§ Excerpt provided:
▬▬▬▬▬▬▬▬▬▬
Thursday, January 17, 2008

A Cold Winter Blast From The Past


Clearly, my previous comment about the "relatively mild North Carolina winter" was somewhat premature. We received between 3" and 8" of snow last night, depending on your location in WNC or Upstate SC.

Is this Nature's way of striking back against my anti-Kudzu campaign? One wonders...

The picture is of the "satellite dish garden" behind our facility here at Isothermal Community College. The footsteps are mine and those of Earl, one of ICC's always-helpful security guards. Here's the story:

Back in the early 1980s, when I was the Jr. Broadcast/Production Engineer at WXXI-FM in Rochester, NY, one of my responsibilities was to periodically climb a ladder and - using a push broom - sweep out accumulated snow and ice (which caused deterioration of our signal) from the NPR satellite dish. To say that I detested this duty is an understatement. When I left Rochester for the much more moderate winters of Charleston, SC in 1984, I couldn't help but torment my ex-supervisor (and one of my most prized mentors) - the late (and great) Garry Warren - by calling him up in the dead of winter (knowing he was freezing his handlebar mustache off in Upstate New York) and lamenting that I'd been forced to "sweep all the sunshine out of my satellite dish" that morning.

Garry would curse me profusely over the phone in response.
▬▬▬▬▬▬▬▬▬▬
§ Given information:

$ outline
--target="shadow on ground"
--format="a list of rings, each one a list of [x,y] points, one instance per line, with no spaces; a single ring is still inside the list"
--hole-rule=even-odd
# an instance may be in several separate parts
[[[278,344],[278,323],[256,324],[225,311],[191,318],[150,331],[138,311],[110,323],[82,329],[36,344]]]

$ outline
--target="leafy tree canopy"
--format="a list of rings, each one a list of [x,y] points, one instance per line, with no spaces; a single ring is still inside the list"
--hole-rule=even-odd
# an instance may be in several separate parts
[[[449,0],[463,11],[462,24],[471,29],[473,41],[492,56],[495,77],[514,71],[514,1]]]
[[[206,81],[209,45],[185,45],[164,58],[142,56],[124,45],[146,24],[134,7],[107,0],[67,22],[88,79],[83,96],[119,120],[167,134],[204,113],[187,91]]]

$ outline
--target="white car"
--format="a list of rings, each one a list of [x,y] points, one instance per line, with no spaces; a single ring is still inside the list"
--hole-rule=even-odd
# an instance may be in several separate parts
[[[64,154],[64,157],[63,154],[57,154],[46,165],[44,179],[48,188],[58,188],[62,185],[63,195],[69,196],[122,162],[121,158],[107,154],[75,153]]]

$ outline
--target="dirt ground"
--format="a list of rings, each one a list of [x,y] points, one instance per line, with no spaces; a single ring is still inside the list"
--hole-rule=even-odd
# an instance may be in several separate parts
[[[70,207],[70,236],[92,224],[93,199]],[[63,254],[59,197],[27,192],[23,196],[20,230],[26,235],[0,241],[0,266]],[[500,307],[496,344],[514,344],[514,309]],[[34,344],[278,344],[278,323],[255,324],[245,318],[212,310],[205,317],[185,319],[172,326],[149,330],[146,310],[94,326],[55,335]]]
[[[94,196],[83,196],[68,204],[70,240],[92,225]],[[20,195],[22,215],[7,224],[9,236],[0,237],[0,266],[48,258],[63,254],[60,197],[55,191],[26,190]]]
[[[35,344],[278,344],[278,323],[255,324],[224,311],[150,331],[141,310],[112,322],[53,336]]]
▬▬▬▬▬▬▬▬▬▬
§ Work to do: Copy the passage of the winter snow post from "A Cold Winter" up to and including "campaign? One wonders...". The entries here were taken from a separate source.

§ Written solution:
A Cold Winter Blast From The Past


Clearly, my previous comment about the "relatively mild North Carolina winter" was somewhat premature. We received between 3" and 8" of snow last night, depending on your location in WNC or Upstate SC.

Is this Nature's way of striking back against my anti-Kudzu campaign? One wonders...